◆ **To do**
- a) List the three aspects that the framework in the report on the White House and Anthropic will focus on.
- b) Answer these questions using the report on the White House and Anthropic.
(i) Which two models were overseas users prohibited from accessing?
(ii) Who is the CEO of Anthropic?
(iii) What did Anthropic refuse to do last Friday at the government's request?
- c) Extend the report on the White House and Anthropic from where it stops.

◆ **Excerpt**
*** Block opens ***

White House and Anthropic Discuss AI Model Safety Evaluation Framework

CoinDesk reports:

The White House is discussing a model safety evaluation framework with AI company Anthropic, aiming to establish a unified classification system for safety vulnerabilities in next-generation AI models and determine whether government intervention is necessary. This follows the U.S. government’s previous imposition of export restrictions on Anthropic’s latest model due to a security issue classified as a “jailbreak.”

Establish a unified standard around the "jailbreak" vulnerability

According to reports, this framework will be used to assess the severity of future similar incidents, focusing on three key aspects: the extent to which protective measures were bypassed, the model capabilities that were exposed, and the real-world consequences of the vulnerability.

Currently, there remains a clear divide between governments and corporations on such issues. Previously, Dario Amodei, CEO of Anthropic, and government officials differed in their assessments of whether the related vulnerabilities constituted significant security concerns. The report notes that AI advancements are outpacing the government’s existing frameworks, which are insufficient to reach consistent evaluations on such disputes.

Negotiations continue to advance after export restrictions were imposed.

The White House previously imposed export restrictions on Anthropic, prohibiting overseas users from accessing its latest models, Fable 5 and Mythos 5. The company subsequently suspended external access to these two models.

The report stated that negotiations between the two sides nearly broke down last Friday, as Anthropic refused to take down Fable as requested by the government, arguing that the related vulnerabilities had limited impact and did not constitute a serious security flaw. Subsequently, the White House imposed export restrictions, forcing the company to remove the relevant model from the market.

*** Block closes ***

◆ **Recorded data**
*** Block opens ***

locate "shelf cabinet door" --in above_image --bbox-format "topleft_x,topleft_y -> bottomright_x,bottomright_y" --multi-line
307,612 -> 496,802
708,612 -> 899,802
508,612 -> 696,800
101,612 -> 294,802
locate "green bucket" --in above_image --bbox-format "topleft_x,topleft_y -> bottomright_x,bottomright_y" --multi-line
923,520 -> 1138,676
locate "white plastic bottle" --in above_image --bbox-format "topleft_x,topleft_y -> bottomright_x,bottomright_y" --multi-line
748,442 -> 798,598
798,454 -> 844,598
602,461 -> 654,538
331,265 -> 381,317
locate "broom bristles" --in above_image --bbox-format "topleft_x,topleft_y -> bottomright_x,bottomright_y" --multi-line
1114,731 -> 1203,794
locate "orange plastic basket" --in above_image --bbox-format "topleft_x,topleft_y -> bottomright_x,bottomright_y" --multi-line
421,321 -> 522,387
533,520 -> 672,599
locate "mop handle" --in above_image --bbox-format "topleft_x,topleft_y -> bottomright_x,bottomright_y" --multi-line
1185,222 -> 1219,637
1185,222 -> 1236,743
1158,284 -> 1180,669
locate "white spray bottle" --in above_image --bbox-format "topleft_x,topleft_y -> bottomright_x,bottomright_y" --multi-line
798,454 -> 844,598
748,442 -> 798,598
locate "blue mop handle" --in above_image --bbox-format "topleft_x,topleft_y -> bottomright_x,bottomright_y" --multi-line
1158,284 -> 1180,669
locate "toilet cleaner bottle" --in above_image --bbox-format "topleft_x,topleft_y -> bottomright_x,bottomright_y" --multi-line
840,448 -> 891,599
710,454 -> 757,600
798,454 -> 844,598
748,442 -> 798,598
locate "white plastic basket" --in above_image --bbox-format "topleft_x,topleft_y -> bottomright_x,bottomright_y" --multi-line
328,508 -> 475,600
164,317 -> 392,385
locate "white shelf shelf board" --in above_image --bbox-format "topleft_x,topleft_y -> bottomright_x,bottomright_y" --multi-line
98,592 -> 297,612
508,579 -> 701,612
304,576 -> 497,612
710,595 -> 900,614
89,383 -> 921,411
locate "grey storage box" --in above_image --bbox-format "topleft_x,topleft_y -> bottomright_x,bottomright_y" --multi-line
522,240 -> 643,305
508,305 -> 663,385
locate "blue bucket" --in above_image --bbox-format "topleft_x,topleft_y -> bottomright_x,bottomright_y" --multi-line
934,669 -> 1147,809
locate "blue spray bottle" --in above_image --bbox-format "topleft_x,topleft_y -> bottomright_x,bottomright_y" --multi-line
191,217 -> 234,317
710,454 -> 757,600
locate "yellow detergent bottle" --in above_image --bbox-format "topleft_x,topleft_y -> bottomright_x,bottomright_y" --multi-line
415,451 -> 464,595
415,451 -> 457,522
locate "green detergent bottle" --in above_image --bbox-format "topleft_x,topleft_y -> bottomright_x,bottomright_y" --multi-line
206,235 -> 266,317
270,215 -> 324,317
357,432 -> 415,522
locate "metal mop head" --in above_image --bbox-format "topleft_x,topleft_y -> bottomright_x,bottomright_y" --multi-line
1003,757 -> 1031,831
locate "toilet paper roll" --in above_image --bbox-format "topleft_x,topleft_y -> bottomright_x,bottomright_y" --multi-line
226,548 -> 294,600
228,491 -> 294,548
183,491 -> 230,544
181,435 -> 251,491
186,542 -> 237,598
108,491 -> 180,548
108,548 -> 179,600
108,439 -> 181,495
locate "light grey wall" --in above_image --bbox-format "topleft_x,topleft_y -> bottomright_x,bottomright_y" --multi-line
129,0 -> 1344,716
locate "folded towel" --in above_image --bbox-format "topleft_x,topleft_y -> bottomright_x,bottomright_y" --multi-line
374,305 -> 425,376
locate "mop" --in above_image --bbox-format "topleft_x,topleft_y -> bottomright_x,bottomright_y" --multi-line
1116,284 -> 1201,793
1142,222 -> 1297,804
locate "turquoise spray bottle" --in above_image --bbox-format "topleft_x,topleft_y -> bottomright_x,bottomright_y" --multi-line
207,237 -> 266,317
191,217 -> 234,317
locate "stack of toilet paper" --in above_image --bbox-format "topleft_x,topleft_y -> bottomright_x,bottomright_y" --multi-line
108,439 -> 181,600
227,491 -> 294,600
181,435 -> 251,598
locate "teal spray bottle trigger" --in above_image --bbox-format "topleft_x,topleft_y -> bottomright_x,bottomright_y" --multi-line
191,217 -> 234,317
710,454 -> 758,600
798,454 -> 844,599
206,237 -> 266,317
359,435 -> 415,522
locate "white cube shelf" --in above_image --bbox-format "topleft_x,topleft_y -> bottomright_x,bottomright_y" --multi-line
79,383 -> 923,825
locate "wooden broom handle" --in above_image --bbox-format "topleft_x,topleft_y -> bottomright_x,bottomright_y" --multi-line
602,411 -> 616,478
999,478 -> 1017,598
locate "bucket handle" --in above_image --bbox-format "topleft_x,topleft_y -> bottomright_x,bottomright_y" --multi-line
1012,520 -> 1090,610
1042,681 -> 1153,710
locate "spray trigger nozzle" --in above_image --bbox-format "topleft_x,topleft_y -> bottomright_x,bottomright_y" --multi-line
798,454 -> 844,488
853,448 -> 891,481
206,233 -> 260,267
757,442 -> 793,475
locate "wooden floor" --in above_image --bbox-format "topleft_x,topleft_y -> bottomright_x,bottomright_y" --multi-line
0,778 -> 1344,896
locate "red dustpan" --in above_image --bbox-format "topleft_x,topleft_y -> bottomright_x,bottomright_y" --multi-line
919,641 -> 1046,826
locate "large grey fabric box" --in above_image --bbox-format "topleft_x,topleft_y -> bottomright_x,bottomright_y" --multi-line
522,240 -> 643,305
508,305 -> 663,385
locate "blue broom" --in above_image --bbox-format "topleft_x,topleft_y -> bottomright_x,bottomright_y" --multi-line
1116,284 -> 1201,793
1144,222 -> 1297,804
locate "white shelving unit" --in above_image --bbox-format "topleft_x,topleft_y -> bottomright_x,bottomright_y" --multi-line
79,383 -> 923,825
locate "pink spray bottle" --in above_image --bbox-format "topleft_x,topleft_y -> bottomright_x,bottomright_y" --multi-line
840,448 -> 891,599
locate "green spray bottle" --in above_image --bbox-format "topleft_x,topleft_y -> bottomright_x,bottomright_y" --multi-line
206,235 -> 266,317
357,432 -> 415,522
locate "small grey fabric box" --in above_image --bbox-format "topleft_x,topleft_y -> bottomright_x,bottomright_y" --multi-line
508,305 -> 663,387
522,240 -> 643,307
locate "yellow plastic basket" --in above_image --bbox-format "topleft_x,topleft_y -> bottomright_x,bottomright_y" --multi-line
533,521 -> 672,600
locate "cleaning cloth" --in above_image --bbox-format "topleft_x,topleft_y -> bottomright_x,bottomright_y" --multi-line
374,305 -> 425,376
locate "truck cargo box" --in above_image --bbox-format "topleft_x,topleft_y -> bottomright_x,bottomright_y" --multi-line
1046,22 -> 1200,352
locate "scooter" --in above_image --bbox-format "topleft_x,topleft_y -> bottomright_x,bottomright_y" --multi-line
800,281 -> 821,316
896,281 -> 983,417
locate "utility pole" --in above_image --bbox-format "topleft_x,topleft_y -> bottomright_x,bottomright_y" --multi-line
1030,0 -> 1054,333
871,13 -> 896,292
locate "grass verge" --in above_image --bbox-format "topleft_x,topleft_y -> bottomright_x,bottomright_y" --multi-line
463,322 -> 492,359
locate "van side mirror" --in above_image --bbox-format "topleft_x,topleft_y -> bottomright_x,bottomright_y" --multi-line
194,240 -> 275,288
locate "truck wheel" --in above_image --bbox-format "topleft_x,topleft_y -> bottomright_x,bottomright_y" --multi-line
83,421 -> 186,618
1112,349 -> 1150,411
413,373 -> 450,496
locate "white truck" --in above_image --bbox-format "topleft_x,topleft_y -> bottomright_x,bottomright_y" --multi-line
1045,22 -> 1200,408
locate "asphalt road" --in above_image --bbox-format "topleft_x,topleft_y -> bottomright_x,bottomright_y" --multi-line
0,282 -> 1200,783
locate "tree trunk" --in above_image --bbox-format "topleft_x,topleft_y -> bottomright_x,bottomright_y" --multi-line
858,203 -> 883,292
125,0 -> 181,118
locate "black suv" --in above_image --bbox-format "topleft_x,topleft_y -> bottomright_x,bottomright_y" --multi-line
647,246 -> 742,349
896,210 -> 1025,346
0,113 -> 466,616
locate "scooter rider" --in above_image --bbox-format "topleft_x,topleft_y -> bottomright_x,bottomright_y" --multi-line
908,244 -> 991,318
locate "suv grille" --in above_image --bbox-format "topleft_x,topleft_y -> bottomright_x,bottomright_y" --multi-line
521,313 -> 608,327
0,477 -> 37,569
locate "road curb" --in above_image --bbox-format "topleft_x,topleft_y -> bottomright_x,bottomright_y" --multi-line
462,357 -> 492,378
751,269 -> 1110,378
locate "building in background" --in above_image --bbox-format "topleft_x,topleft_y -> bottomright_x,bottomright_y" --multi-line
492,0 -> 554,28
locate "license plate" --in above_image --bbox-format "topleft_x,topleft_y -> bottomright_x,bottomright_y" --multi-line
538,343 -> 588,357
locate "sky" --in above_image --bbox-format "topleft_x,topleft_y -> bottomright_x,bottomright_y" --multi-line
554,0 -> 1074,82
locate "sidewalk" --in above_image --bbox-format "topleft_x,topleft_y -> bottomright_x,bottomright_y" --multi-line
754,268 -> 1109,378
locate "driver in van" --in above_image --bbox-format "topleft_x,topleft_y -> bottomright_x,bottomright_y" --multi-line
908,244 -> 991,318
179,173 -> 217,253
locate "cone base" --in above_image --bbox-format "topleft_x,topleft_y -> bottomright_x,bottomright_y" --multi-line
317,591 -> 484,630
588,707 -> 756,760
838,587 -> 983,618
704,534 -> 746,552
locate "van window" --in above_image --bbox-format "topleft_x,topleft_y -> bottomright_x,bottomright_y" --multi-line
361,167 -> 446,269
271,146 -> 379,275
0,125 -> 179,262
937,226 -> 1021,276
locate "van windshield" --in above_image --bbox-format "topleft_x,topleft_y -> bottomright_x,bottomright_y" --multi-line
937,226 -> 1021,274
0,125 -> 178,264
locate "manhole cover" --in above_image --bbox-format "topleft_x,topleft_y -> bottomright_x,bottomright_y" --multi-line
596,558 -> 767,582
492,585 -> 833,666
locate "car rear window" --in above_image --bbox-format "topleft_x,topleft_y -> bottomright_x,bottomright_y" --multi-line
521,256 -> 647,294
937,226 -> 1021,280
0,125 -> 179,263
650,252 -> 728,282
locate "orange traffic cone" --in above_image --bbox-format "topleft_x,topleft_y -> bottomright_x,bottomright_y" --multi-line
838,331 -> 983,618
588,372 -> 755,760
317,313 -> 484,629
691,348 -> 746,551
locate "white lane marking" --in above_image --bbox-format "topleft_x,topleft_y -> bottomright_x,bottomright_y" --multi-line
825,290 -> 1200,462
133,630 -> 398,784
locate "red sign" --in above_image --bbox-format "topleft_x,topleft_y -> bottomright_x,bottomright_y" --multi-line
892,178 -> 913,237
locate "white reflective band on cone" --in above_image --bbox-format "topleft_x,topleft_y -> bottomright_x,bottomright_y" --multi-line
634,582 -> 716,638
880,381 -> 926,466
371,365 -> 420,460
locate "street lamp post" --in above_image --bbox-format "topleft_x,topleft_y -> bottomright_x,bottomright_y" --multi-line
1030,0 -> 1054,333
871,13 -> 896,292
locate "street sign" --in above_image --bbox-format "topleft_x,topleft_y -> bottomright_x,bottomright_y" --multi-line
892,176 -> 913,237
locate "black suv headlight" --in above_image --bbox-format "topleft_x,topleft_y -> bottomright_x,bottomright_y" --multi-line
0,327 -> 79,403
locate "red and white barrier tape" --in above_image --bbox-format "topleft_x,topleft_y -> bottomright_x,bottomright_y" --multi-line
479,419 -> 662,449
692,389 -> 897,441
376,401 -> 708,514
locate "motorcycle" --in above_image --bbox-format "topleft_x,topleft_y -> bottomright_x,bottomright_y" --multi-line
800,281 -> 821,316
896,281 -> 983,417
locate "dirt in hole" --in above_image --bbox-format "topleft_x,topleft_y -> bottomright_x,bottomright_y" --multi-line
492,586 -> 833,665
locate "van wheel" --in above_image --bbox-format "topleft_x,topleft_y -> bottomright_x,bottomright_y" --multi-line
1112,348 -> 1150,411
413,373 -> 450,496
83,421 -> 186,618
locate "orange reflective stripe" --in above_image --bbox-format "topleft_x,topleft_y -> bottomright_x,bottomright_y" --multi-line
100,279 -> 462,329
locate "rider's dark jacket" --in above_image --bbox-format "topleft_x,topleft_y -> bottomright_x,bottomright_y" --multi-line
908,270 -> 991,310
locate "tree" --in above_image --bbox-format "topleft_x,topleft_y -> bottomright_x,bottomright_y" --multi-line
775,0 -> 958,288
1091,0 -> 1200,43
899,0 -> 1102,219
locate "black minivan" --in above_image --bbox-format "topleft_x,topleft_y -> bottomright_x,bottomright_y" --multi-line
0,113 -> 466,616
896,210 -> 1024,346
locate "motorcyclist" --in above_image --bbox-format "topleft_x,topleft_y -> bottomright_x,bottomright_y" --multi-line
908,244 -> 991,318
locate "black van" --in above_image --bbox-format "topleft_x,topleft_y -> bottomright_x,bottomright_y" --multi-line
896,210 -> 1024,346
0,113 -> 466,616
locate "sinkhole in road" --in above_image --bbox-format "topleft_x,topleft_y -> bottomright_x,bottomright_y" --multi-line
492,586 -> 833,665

*** Block closes ***

◆ **Outputs for the tasks**
- a)
- The extent to which protective measures were bypassed
- The model capabilities that were exposed
- The real-world consequences of the vulnerability

- b)
(i) Fable 5 and Mythos 5
(ii) Dario Amodei
(iii) Take down Fable

- c)
However, communication between the two sides resumed over the weekend. U.S. Secretary of Commerce Howard Lutnick, National Cyber Director Sean Cairncross, and Anthropic co-founder Tom Brown participated in multiple extended phone calls. Following this, both sides held nearly a week of in-person talks in Washington.

The White House accelerates the implementation of AI safety regulations.

Reports indicate that Anthropic’s representatives involved in the negotiations included Head of Public Policy Sarah Heck and co-founder Tom Brown. The company also sent senior researchers and security experts to the U.S. Department of Commerce on Monday to continue discussions with government officials.

This round of discussions also reflects a more realistic assessment: no AI model can be completely immune to cyberattacks. Therefore, the government aims to first establish clear standards for companies to assess security risks before deciding when restrictions are necessary.

This direction also echoes discussions at the recent G7 summit, where leading AI companies and several national leaders emphasized the need to quickly establish clearer standards for measuring model safety to address economic and national security risks posed by increasingly capable AI systems.